TASK DATA:
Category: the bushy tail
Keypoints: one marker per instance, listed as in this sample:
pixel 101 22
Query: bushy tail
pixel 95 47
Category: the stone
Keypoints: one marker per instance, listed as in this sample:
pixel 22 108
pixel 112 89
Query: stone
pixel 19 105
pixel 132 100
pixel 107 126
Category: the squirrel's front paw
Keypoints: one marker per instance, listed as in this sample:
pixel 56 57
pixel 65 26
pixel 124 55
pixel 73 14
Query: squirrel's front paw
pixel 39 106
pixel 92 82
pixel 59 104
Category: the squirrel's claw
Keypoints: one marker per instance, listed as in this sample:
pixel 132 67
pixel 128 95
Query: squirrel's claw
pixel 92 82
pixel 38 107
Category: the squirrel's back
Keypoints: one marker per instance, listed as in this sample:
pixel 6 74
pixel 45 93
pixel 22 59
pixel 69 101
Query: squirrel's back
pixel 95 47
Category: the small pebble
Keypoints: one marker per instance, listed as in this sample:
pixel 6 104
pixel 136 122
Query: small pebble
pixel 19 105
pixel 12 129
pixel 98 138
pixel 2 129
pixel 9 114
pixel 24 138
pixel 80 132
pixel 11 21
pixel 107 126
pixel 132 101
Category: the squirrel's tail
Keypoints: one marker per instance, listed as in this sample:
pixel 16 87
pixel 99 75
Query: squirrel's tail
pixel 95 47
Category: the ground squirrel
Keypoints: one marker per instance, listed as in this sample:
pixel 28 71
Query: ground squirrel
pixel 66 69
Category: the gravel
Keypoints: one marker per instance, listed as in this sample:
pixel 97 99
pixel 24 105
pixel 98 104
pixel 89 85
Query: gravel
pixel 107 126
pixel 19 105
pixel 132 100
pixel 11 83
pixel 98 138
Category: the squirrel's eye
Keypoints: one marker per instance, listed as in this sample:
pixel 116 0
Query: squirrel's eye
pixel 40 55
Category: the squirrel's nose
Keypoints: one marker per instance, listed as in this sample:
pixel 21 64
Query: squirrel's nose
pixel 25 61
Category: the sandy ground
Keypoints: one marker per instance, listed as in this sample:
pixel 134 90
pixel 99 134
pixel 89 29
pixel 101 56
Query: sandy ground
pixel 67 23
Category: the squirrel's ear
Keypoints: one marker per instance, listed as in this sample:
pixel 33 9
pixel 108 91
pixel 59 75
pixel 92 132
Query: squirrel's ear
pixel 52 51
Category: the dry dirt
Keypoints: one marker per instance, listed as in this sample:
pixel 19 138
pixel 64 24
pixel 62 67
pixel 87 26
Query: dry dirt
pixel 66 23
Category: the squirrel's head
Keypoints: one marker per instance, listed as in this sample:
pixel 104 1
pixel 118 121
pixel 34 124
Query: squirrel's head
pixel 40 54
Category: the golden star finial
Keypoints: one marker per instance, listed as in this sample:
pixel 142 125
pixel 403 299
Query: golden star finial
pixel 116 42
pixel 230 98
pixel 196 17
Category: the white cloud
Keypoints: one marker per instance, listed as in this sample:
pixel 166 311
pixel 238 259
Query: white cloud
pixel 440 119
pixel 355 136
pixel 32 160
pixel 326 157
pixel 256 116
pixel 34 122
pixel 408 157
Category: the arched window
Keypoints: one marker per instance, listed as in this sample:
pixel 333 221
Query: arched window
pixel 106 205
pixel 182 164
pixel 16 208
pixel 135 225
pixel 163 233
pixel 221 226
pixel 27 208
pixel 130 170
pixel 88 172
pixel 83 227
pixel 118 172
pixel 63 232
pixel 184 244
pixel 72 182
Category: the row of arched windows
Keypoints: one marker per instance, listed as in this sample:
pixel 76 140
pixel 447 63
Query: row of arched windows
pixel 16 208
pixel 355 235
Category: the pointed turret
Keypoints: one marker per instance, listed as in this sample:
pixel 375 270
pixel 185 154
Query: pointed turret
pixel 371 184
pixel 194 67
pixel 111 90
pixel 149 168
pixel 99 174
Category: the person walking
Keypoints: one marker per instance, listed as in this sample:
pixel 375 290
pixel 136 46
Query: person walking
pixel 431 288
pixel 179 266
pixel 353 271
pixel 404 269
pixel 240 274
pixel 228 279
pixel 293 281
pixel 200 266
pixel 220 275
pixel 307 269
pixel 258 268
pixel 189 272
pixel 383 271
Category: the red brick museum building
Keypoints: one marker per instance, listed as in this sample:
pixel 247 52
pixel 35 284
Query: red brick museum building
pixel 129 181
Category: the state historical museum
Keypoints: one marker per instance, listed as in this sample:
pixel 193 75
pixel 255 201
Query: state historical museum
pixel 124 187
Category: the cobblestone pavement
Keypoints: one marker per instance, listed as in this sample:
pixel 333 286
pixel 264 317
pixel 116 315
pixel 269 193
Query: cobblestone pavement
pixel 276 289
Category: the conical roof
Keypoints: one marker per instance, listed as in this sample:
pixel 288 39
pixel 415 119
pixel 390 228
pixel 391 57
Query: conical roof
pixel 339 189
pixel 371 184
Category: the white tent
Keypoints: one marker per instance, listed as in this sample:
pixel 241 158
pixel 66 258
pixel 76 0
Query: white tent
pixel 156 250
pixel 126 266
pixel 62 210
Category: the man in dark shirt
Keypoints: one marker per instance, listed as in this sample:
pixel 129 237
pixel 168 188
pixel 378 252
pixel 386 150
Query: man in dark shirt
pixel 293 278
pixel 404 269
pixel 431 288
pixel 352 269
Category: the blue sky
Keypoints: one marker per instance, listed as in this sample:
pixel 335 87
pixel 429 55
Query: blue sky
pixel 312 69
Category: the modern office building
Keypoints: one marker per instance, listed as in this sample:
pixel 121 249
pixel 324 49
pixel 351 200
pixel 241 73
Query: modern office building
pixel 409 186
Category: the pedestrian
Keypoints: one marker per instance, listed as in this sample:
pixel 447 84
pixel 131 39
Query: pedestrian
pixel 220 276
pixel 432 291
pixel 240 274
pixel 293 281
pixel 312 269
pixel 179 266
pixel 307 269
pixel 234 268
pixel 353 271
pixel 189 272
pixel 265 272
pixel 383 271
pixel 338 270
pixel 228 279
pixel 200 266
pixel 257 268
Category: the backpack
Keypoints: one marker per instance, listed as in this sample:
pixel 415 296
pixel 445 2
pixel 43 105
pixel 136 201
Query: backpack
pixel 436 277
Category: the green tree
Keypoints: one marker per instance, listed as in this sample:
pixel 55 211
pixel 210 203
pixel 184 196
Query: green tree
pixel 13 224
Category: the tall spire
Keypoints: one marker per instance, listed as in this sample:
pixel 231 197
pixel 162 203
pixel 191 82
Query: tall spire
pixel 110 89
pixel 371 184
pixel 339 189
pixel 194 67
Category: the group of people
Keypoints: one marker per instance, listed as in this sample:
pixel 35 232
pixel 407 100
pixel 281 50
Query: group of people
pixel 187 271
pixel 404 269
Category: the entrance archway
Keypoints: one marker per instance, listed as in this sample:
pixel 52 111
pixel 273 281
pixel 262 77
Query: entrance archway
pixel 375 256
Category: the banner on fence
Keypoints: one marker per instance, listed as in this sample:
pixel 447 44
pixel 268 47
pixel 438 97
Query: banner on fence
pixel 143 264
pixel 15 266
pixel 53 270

---

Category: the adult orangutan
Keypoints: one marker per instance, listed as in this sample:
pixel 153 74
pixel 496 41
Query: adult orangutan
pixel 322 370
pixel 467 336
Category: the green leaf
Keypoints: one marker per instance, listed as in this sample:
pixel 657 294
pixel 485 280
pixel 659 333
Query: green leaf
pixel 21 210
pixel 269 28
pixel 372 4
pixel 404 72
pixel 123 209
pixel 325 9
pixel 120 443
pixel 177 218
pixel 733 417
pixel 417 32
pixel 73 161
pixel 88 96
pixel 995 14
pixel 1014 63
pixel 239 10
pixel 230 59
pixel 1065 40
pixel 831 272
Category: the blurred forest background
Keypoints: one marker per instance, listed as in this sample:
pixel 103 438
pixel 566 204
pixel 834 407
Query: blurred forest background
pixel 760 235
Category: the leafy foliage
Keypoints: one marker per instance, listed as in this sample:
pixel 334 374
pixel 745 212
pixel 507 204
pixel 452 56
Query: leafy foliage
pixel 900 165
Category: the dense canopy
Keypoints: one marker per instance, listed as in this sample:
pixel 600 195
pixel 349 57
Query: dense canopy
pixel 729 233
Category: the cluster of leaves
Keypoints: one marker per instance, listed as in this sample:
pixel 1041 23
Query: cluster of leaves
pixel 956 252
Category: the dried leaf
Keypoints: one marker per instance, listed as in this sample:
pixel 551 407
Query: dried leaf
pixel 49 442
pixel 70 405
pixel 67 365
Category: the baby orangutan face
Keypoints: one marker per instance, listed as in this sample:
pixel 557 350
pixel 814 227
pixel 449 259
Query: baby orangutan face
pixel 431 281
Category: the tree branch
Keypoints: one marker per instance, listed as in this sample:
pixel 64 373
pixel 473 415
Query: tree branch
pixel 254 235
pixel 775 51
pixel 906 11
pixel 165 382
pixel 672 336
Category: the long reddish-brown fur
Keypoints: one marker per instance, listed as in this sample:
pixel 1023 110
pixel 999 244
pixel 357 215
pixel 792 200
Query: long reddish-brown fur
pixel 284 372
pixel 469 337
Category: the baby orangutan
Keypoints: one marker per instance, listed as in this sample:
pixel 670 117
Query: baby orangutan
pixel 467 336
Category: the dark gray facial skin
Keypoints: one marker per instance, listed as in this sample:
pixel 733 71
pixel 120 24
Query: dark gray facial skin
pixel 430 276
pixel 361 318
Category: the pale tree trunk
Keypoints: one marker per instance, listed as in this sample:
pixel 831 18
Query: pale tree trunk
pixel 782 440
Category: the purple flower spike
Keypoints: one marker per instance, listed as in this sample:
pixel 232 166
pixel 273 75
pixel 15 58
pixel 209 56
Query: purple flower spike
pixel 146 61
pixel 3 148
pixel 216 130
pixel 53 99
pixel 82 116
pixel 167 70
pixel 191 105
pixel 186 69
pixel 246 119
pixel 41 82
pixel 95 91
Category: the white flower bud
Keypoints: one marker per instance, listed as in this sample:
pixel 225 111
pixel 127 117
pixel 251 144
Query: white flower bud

...

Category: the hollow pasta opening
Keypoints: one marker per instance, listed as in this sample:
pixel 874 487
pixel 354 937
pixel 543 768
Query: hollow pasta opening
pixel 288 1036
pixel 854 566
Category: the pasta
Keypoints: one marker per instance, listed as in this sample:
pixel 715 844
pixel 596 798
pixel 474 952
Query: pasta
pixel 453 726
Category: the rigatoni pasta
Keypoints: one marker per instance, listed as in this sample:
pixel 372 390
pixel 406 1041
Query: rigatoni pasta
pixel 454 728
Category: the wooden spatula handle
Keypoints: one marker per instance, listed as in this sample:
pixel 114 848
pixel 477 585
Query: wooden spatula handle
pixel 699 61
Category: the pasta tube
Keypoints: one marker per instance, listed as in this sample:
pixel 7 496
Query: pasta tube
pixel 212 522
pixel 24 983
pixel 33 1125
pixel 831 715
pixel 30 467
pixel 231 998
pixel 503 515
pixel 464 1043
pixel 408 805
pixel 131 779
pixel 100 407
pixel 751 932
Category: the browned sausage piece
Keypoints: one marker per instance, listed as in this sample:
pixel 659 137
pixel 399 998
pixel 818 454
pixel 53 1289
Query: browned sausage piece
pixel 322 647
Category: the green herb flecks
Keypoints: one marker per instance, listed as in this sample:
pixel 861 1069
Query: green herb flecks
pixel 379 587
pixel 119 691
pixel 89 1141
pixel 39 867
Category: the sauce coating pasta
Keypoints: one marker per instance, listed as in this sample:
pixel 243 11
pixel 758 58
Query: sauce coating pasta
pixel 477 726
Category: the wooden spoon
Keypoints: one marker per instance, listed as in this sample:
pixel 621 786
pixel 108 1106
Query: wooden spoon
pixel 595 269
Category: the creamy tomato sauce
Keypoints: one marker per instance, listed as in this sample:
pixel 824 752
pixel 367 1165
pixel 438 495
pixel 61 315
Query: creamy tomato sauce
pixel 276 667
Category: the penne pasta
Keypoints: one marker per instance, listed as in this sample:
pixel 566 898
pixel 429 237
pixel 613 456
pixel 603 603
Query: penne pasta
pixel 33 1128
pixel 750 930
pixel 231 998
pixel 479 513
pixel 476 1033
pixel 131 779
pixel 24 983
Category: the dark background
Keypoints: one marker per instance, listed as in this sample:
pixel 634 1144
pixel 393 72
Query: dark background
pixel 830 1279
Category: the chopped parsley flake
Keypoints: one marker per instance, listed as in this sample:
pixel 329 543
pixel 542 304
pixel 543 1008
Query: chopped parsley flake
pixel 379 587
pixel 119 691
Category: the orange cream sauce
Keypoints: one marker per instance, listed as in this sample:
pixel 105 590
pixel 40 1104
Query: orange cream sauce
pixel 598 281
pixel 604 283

DESCRIPTION OF THE TASK: State how many lines of the records above contain the string "sauce", treating case as significant, and reply with that number alone.

OUTPUT OF THE TASK: 6